▶ Document text:
Image of a cell

Severo Ochoa

  • National Medal of Science
  • Biological Sciences

For important contributions to biochemistry and molecular biology, discoveries that contributed greatly to our understanding of the mechanisms for energy generation within a cell, the mechanism whereby proteins are synthesized within a cell and the elucidation of the genetic code.

Severo Ochoa won the Nobel Prize in 1959 for discovering an enzyme that can synthesize RNA, an essential component for protein production in cells. Ochoa’s ground-breaking discovery opened new doors into understanding hereditary genes.

Ochoa, born in Spain, began medical school at the University of Madrid at the young age of 17. He received a medical degree from the university in 1929 but was not interested in practicing medicine. Research was his passion.

Extracted data entries:
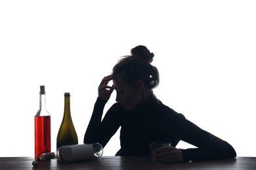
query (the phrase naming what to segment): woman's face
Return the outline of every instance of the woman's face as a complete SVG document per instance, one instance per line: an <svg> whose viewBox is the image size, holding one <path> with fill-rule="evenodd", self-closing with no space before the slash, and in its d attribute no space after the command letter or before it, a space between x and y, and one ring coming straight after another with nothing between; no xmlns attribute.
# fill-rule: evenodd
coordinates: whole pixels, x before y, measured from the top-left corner
<svg viewBox="0 0 256 170"><path fill-rule="evenodd" d="M121 78L113 80L113 87L116 91L116 101L121 104L127 110L133 109L141 101L140 90L139 88L131 86L121 80Z"/></svg>

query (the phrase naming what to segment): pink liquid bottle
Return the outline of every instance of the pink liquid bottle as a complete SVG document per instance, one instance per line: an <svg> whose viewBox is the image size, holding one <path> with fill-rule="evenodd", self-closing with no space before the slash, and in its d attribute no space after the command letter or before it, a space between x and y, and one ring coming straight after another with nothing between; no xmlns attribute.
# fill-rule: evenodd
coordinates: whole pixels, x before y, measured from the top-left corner
<svg viewBox="0 0 256 170"><path fill-rule="evenodd" d="M51 116L45 107L45 86L40 86L39 109L35 116L35 159L51 152Z"/></svg>

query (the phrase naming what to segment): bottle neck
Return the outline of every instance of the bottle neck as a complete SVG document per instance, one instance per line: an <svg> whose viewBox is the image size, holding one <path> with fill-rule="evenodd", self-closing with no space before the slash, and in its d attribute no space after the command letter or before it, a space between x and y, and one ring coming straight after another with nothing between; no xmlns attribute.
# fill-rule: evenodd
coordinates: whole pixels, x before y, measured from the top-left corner
<svg viewBox="0 0 256 170"><path fill-rule="evenodd" d="M50 113L46 109L45 93L40 94L39 110L38 110L36 116L50 116Z"/></svg>
<svg viewBox="0 0 256 170"><path fill-rule="evenodd" d="M40 94L40 101L39 101L39 109L46 110L45 106L45 94Z"/></svg>
<svg viewBox="0 0 256 170"><path fill-rule="evenodd" d="M65 95L64 101L64 118L66 120L69 120L71 118L70 114L70 96Z"/></svg>

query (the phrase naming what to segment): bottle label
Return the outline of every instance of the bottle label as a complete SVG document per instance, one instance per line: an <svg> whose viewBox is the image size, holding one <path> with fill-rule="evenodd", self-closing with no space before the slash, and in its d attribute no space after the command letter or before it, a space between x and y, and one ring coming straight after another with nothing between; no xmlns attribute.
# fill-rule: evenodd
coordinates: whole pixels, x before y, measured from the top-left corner
<svg viewBox="0 0 256 170"><path fill-rule="evenodd" d="M58 148L60 161L72 162L92 160L95 151L93 144L74 144L62 146Z"/></svg>

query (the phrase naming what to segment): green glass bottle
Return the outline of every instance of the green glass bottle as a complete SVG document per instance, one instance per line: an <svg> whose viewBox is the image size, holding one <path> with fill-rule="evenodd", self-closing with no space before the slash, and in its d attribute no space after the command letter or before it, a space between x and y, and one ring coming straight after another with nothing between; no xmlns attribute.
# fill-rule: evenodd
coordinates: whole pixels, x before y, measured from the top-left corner
<svg viewBox="0 0 256 170"><path fill-rule="evenodd" d="M78 138L70 113L70 94L64 94L64 112L57 135L56 148L78 144Z"/></svg>

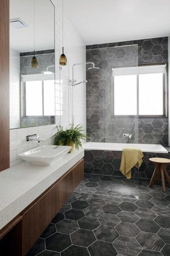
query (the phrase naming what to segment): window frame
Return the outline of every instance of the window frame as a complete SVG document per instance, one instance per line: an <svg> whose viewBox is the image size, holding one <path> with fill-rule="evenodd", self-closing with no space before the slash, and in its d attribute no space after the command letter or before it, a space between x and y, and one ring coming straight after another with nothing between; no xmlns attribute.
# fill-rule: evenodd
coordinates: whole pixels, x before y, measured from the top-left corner
<svg viewBox="0 0 170 256"><path fill-rule="evenodd" d="M166 73L163 74L163 92L162 94L163 97L163 112L162 115L139 115L139 74L136 74L137 75L137 113L136 115L114 115L114 84L113 76L112 74L112 70L113 68L115 68L115 67L111 67L111 118L167 118L168 115L168 91L167 85L168 84L168 63L161 63L156 64L141 64L138 65L138 67L140 66L154 66L158 65L166 65ZM117 68L126 68L132 67L131 65L125 65L123 66L118 66ZM137 66L134 66L135 67ZM117 68L117 67L116 67Z"/></svg>
<svg viewBox="0 0 170 256"><path fill-rule="evenodd" d="M42 85L42 115L26 115L26 81L21 81L21 117L25 118L44 118L48 117L49 118L55 118L55 115L44 115L44 80L41 80ZM55 93L55 92L54 92ZM54 106L55 111L55 105Z"/></svg>

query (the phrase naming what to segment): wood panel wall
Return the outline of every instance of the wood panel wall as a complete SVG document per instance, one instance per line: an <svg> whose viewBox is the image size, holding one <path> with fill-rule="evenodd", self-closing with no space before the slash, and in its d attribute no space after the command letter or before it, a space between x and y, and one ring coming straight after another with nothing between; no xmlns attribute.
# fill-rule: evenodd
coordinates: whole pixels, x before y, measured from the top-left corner
<svg viewBox="0 0 170 256"><path fill-rule="evenodd" d="M9 0L0 0L0 171L9 167Z"/></svg>

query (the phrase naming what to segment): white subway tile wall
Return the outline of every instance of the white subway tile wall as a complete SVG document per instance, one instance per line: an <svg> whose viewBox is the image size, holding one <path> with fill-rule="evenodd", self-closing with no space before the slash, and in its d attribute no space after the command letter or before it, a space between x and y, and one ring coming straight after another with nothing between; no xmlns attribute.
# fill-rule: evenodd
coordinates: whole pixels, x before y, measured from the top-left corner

▶ Questions to answer:
1. Answer these questions from the text about Severo Ochoa:
(a) In what year did Ochoa win the Nobel Prize?
(b) At what age did he begin medical school at the University of Madrid?
(c) In what year did he receive his medical degree?
2. Continue the text about Severo Ochoa after its last sentence.

▶ Replies:
1.
(a) 1959
(b) 17
(c) 1929

2.
Ochoa held researching stints in Germany, Spain and the United Kingdom before moving to the United States in the 1940s. He became a U.S. citizen in 1956. In 1959 he shared the Nobel Prize for physiology or medicine with Arthur Kornberg, who had done similar research in DNA.

RNA and DNA are the substances that bear an organism’s genetic code, and the pioneering work by the scientists greatly expanded the understanding of how those substances are formed.

In the U.S. Severo taught and researched at Washington University in St. Louis and at New York University’s School of Medicine, where he became head of the biochemistry department in 1954.